### SOURCE PASSAGE

* * *

What committee members heard - Local officials called for tools to stop illegal sales to minors and strip illegal products from storefronts. West Haven Mayor Nancy Borer and Hamden Mayor Lauren Garrett described raids and seizures of illegal products, including fentanyl and unregulated cannabis sold alongside tobacco and vapes. Garrett said her police found "fentanyl, a hundred pounds of cannabis, and crack cocaine" in a single smoke-shop raid, underscoring public-safety concerns and the strain on local enforcement (transcript: s4154.15). - Patient advocates and the state cannabis ombudsman said restrictions on hemp-derived products have worsened medicine shortages. The Ombudsman told the committee that veterans, seniors and people with chronic conditions are struggling to find consistent CBD/CBG preparations and warned that some patients are reverting to opioids for symptom control (transcript: s4706.96 onward). - Licensed manufacturers and lab operators warned that an administratively driven move to "final-form" testing — testing products after they are packaged for retail rather than testing bulk or intermediate materials — is driving up costs and creating unnecessary product retesting and waste. "This mismatch leads to inconsistent testing, inflated costs, and regulatory inefficiencies, all without a clear benefit to public health," said Rina Ferrisi of Affinity Grow (transcript: s9755.165).

Hemp, testing, and the regulated market Manufacturers asked for a pause while the legislature studies whether testing rules and lab requirements should be adjusted for botanical products. They said Connecticut’s current approach forces some local producers to dilute or otherwise alter inputs out of state, eroding Connecticut manufacturing. Several witnesses urged the committee to adopt statutory safe‑harbor language allowing hemp processors to produce infusions and other water‑soluble ingredients destined for states with higher per‑serving limits, while ensuring those products never enter Connecticut retail shelves.

Social equity and illicit storefronts The Social Equity Council’s testimony opposed some proposed changes that would let some social-equity cultivators convert licenses earlier, fueling debate among advocates. Cannabis industry advocates said trust among stakeholders has frayed and urged cooperative, patient‑focused policy; some longtime advocates said task forces targeting illicit shops risk retraumatizing communities previously targeted by aggressive drug enforcement.

* * *

### MATERIAL SHOWN
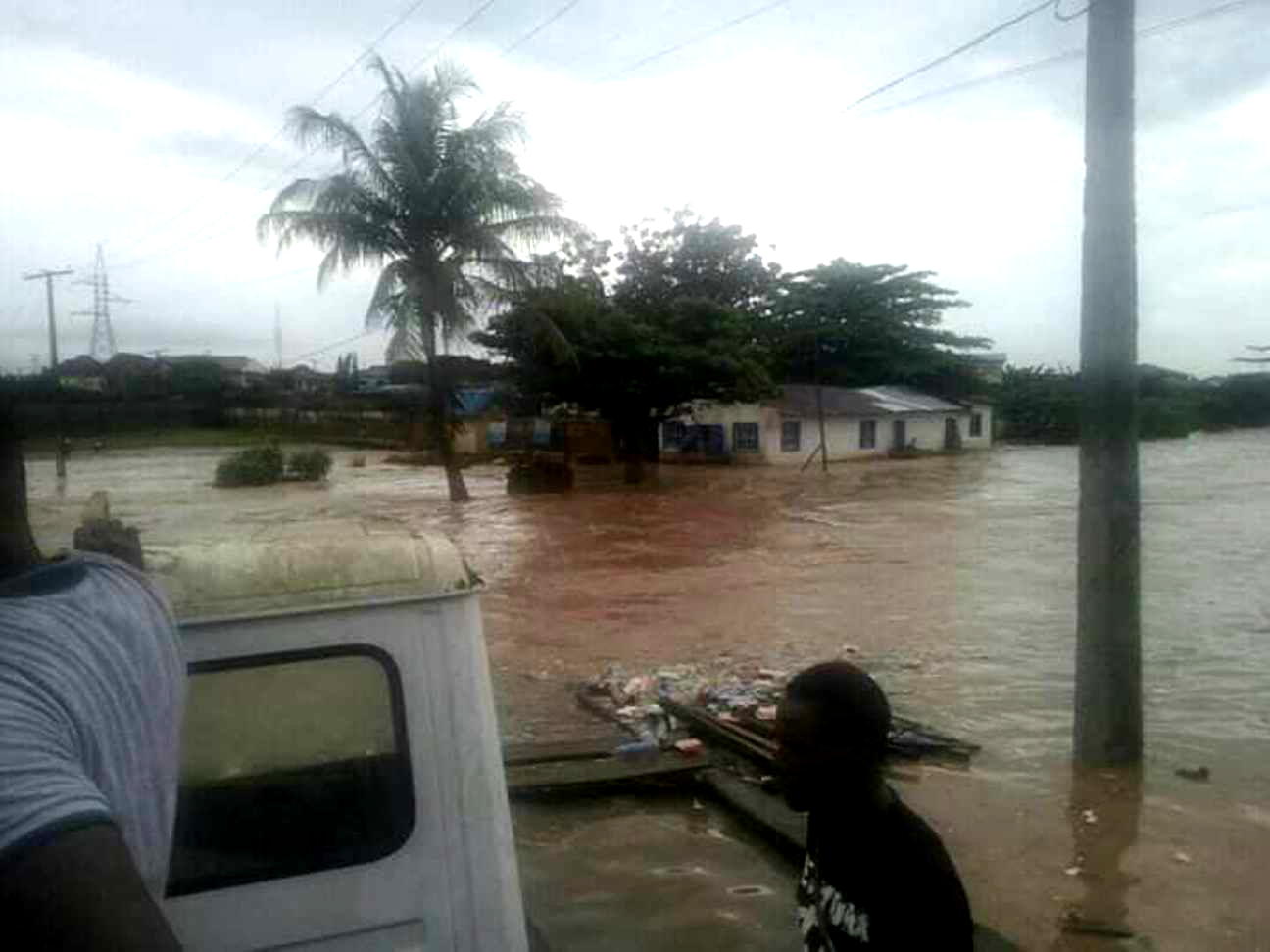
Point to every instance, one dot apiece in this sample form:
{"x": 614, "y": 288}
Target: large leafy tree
{"x": 635, "y": 365}
{"x": 856, "y": 325}
{"x": 691, "y": 258}
{"x": 441, "y": 209}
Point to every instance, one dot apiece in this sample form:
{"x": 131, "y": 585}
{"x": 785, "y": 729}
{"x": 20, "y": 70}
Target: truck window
{"x": 291, "y": 763}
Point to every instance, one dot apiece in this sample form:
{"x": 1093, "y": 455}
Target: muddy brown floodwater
{"x": 951, "y": 578}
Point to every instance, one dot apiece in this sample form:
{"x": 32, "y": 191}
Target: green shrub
{"x": 256, "y": 466}
{"x": 312, "y": 464}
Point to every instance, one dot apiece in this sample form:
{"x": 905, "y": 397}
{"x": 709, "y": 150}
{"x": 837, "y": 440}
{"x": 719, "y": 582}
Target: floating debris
{"x": 1193, "y": 773}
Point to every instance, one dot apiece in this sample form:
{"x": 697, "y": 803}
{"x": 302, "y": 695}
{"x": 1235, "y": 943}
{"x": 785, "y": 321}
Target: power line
{"x": 983, "y": 37}
{"x": 321, "y": 94}
{"x": 541, "y": 26}
{"x": 206, "y": 235}
{"x": 1065, "y": 56}
{"x": 699, "y": 38}
{"x": 331, "y": 347}
{"x": 475, "y": 16}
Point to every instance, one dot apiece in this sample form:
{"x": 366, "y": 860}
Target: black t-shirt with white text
{"x": 882, "y": 883}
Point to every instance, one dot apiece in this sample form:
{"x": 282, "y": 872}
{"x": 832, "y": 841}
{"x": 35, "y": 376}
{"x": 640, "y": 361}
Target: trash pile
{"x": 659, "y": 708}
{"x": 729, "y": 693}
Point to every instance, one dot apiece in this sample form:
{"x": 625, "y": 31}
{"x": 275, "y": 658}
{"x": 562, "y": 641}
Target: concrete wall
{"x": 842, "y": 433}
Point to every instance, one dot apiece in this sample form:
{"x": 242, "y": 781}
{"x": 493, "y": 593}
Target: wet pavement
{"x": 952, "y": 579}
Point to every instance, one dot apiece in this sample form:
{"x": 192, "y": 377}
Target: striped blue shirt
{"x": 91, "y": 694}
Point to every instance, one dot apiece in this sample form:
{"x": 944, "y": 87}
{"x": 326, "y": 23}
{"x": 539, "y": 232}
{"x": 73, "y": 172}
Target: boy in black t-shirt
{"x": 875, "y": 876}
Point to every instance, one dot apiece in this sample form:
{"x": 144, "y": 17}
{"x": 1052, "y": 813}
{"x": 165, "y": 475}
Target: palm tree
{"x": 438, "y": 207}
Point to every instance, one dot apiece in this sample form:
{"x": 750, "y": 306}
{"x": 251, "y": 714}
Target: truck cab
{"x": 342, "y": 782}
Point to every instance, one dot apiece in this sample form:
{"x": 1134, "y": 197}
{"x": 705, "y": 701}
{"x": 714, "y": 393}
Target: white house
{"x": 857, "y": 421}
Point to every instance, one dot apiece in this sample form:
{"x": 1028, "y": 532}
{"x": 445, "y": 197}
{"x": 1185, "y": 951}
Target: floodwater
{"x": 952, "y": 578}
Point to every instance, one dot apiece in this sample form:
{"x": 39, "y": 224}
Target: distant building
{"x": 304, "y": 378}
{"x": 857, "y": 421}
{"x": 236, "y": 371}
{"x": 81, "y": 373}
{"x": 990, "y": 367}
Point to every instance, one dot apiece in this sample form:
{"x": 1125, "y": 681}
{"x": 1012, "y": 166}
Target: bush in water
{"x": 256, "y": 466}
{"x": 312, "y": 464}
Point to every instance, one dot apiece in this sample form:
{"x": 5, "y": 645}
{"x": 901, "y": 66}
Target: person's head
{"x": 831, "y": 732}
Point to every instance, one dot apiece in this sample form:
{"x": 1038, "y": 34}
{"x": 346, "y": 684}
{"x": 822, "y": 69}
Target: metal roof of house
{"x": 799, "y": 400}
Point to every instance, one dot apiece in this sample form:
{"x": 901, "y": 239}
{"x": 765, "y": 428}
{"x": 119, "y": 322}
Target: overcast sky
{"x": 127, "y": 123}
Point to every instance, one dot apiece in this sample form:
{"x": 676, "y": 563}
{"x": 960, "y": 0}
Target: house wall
{"x": 842, "y": 433}
{"x": 983, "y": 441}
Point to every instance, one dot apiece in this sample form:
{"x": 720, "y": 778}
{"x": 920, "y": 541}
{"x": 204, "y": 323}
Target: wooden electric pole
{"x": 1107, "y": 728}
{"x": 47, "y": 275}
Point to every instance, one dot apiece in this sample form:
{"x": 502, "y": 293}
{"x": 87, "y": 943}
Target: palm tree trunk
{"x": 18, "y": 549}
{"x": 440, "y": 399}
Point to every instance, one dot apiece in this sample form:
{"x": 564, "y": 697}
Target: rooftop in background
{"x": 992, "y": 358}
{"x": 799, "y": 400}
{"x": 234, "y": 364}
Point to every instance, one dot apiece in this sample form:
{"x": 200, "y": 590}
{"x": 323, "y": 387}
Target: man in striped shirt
{"x": 91, "y": 691}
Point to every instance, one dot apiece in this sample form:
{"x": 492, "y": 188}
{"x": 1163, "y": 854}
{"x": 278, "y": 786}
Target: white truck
{"x": 342, "y": 784}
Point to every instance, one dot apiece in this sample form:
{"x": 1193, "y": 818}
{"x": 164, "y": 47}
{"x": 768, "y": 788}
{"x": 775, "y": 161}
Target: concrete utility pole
{"x": 47, "y": 275}
{"x": 1107, "y": 728}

* * *

### WHAT THIS EXERCISE ASKS
• A. Answer these from the hearing summary, one per line:
(i) Which two mayors described raids and seizures of illegal products?
(ii) Which business is Rina Ferrisi from?
(iii) Whose testimony opposed proposed changes that would let some social-equity cultivators convert licenses earlier?
• B. Please edit the hearing summary: rewrite the part between "Hemp, testing, and" and "Connecticut retail shelves.", inclusive, with "pause" changed to "moratorium".

### ANSWERS TO THE EXERCISES
• A.
(i) West Haven Mayor Nancy Borer and Hamden Mayor Lauren Garrett
(ii) Affinity Grow
(iii) The Social Equity Council's

• B.
Hemp, testing, and the regulated market Manufacturers asked for a moratorium while the legislature studies whether testing rules and lab requirements should be adjusted for botanical products. They said Connecticut’s current approach forces some local producers to dilute or otherwise alter inputs out of state, eroding Connecticut manufacturing. Several witnesses urged the committee to adopt statutory safe‑harbor language allowing hemp processors to produce infusions and other water‑soluble ingredients destined for states with higher per‑serving limits, while ensuring those products never enter Connecticut retail shelves.